Supplied information.

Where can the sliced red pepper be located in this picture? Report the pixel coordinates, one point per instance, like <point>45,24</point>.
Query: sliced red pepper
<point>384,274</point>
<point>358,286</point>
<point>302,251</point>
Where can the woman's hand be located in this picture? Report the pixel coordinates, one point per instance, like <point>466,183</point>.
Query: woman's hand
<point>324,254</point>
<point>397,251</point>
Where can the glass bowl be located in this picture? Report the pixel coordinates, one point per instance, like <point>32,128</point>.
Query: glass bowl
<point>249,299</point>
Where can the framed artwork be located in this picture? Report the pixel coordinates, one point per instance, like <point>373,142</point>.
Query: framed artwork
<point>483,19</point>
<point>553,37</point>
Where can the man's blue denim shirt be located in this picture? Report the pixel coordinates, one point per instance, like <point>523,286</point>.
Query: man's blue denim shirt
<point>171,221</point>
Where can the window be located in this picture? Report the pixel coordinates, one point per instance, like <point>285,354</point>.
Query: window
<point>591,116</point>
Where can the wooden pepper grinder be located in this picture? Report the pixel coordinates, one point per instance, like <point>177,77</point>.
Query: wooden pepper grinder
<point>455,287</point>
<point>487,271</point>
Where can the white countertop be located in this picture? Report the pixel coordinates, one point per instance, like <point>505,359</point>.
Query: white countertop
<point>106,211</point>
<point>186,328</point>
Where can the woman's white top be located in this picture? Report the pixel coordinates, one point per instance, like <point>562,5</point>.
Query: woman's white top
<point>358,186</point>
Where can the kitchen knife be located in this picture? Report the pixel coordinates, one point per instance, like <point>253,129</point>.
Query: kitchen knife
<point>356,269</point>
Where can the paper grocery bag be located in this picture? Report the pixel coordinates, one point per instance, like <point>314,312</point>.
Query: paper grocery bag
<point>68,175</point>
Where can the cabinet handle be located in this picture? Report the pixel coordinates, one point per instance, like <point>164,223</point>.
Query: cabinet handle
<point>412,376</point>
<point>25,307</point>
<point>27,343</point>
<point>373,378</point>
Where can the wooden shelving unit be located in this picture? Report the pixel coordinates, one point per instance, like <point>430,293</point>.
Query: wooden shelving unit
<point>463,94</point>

Prompt. Rewrite all the records, replacing "Query" with "Target" and leaving everything else unchanged.

Complete answer.
Where can the sliced red pepper be located in this picture? Report the pixel coordinates, one point per instance, like <point>45,24</point>.
Target: sliced red pepper
<point>384,274</point>
<point>358,286</point>
<point>302,251</point>
Where can the woman's hand be located in this picture? Report the pixel coordinates, one point per instance, like <point>466,183</point>.
Target: woman's hand
<point>324,254</point>
<point>397,251</point>
Where can the glass bowl be located in this picture? Report the pixel coordinates, one point per instance, like <point>32,128</point>.
Target: glass bowl
<point>249,299</point>
Where can the framed artwork be located in this picture? Report the pixel coordinates, one point per instance, like <point>373,142</point>.
Target: framed artwork
<point>483,19</point>
<point>553,37</point>
Where can the man's blue denim shirt be located in this picture? Report the pixel coordinates, one point per instance, like <point>523,286</point>.
Target: man's blue denim shirt
<point>171,221</point>
Where can the window be located in this picture? Report the pixel coordinates, one point per instance, like <point>285,354</point>.
Target: window
<point>591,116</point>
Where can the wooden pepper grinder be located in this picture? Report the pixel coordinates, one point per instance, like <point>177,77</point>.
Target: wooden pepper grinder
<point>455,287</point>
<point>487,271</point>
Where can the white countertop be located in this picture? Report the pixel coordinates, one point per instance, like <point>505,359</point>.
Target: white countertop
<point>106,211</point>
<point>186,328</point>
Where can the woman's white top be located in this picture? Report the pixel coordinates, one point per instance, like <point>562,5</point>.
Target: woman's white top
<point>358,186</point>
Where can the kitchen knife be located in this picture? Report the pixel coordinates, one point per instance, like <point>253,129</point>.
Target: kitchen knife
<point>356,269</point>
Where can the paper grocery bag be located in this picture? Report the pixel coordinates, one point per instance, like <point>314,312</point>.
Target: paper grocery bag
<point>68,175</point>
Where can the cabinet handle be located in this picture? Report the pixel coordinates, one point per instance, like <point>164,223</point>.
Target: cabinet handle
<point>412,376</point>
<point>25,307</point>
<point>27,343</point>
<point>373,378</point>
Where can the wooden shelving unit be located in this picture? Report the pixel coordinates, one point per instance, like <point>430,293</point>.
Target: wooden shelving unit
<point>463,94</point>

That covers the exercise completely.